▶ _The request_: State how many lines of the listing below contain the string "image", with case counting, and give only that number.
# start of Record extracts
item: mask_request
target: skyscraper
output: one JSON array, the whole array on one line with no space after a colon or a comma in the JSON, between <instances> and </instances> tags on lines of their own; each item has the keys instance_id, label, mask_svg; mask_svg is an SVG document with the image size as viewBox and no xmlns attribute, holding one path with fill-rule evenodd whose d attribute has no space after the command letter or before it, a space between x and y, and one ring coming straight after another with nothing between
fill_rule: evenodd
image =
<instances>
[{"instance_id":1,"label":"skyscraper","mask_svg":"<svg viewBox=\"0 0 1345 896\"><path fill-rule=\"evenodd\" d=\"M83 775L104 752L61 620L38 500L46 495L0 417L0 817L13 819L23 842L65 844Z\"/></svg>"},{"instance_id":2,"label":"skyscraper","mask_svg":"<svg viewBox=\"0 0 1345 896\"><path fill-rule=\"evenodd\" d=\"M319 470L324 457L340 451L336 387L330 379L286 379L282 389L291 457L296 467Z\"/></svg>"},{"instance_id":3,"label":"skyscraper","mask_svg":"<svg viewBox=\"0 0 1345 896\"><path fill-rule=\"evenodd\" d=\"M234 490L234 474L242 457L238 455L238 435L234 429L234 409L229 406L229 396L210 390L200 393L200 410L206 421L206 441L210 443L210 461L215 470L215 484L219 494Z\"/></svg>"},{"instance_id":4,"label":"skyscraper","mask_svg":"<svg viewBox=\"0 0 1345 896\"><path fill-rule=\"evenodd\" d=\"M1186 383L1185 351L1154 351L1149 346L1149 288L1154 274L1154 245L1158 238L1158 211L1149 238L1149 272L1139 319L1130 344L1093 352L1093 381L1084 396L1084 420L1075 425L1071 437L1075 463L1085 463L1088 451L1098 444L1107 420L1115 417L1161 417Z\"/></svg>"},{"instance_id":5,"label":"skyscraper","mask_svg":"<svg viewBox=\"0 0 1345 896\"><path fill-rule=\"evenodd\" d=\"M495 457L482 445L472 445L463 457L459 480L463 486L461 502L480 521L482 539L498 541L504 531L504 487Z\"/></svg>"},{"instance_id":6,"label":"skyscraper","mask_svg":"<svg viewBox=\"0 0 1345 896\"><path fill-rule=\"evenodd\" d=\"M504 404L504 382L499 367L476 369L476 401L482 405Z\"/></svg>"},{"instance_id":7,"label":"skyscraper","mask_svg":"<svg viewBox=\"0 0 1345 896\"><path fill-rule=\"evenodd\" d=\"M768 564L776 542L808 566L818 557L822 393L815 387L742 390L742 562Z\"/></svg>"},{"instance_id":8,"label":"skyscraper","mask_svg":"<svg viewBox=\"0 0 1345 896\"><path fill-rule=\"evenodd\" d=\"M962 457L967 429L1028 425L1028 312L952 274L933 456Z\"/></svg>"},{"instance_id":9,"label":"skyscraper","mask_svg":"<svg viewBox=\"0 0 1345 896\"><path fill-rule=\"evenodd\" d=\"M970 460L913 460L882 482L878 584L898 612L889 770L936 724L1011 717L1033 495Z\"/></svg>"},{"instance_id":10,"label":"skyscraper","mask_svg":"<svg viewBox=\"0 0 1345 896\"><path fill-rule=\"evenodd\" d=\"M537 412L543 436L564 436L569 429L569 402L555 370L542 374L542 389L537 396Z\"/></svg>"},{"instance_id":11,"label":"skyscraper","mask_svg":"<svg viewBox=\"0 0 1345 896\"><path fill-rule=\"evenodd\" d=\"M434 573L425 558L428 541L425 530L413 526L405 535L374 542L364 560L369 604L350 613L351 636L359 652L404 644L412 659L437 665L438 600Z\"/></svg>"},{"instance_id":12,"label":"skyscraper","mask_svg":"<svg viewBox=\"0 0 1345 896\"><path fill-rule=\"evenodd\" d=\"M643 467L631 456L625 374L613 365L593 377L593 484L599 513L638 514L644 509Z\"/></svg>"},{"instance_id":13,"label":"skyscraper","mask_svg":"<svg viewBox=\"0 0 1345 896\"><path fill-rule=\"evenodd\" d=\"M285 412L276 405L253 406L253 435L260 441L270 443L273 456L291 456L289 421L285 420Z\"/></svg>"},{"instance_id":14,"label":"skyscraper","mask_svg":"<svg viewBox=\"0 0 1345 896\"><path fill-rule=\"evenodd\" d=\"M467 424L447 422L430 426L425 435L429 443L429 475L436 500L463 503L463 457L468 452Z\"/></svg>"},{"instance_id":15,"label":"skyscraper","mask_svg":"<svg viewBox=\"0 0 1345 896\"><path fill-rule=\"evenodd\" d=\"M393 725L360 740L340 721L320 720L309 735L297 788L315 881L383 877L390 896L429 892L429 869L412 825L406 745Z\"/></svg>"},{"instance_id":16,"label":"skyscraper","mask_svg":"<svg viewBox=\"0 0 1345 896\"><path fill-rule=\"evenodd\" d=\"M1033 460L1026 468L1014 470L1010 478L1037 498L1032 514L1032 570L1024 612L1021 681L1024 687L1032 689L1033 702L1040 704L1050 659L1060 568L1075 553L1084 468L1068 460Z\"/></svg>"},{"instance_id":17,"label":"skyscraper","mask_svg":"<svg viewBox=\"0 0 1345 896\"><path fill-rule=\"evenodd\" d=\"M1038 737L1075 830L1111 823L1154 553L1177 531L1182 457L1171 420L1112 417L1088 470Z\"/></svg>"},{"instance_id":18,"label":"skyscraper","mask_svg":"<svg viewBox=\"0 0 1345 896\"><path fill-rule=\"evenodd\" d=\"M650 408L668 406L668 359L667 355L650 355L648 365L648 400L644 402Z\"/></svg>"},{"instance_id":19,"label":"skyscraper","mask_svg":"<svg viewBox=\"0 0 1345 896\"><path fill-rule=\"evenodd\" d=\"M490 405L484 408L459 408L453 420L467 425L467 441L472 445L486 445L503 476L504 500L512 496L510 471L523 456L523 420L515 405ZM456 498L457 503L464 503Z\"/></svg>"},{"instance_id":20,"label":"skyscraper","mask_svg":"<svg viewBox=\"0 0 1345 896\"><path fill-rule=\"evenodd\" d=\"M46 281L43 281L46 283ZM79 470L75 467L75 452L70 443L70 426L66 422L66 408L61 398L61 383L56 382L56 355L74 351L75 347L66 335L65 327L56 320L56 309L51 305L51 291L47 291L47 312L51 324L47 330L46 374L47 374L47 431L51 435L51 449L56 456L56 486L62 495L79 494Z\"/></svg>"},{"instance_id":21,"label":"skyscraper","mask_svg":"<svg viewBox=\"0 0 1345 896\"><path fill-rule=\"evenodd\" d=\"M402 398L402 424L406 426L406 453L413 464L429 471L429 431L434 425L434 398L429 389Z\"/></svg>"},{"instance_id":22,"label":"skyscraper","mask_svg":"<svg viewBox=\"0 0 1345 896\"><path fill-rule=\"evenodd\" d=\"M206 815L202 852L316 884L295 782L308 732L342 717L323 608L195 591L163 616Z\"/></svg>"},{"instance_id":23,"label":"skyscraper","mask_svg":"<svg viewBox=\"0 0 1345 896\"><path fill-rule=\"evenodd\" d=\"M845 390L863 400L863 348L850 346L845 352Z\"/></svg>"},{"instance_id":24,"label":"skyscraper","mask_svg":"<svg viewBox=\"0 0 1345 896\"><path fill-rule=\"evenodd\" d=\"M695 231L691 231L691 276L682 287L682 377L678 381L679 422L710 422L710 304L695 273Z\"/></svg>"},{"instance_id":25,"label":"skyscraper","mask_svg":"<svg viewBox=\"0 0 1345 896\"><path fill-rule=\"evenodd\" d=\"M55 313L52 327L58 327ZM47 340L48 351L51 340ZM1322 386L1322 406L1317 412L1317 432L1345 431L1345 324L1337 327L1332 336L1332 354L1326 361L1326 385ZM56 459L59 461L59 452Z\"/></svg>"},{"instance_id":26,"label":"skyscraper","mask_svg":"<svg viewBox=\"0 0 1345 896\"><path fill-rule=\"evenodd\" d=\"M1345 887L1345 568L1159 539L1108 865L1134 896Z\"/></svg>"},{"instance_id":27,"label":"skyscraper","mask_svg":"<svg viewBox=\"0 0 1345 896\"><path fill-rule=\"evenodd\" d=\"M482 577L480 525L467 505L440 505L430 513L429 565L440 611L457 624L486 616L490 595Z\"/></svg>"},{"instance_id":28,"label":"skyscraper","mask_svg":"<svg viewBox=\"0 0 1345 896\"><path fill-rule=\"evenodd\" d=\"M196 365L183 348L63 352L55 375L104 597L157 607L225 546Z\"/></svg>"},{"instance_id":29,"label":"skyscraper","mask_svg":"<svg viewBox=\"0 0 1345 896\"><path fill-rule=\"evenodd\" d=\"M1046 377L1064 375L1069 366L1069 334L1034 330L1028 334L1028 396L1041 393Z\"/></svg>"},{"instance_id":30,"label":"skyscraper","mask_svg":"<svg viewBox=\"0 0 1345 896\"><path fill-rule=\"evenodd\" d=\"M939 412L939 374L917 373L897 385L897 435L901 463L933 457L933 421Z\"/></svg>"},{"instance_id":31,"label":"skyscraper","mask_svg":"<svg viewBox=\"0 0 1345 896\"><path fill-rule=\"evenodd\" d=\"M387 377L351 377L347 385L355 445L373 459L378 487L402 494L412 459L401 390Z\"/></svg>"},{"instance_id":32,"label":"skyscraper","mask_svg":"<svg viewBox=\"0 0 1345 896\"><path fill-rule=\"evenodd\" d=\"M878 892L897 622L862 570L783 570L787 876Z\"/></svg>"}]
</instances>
# end of Record extracts
▶ _Result for this exercise_: 2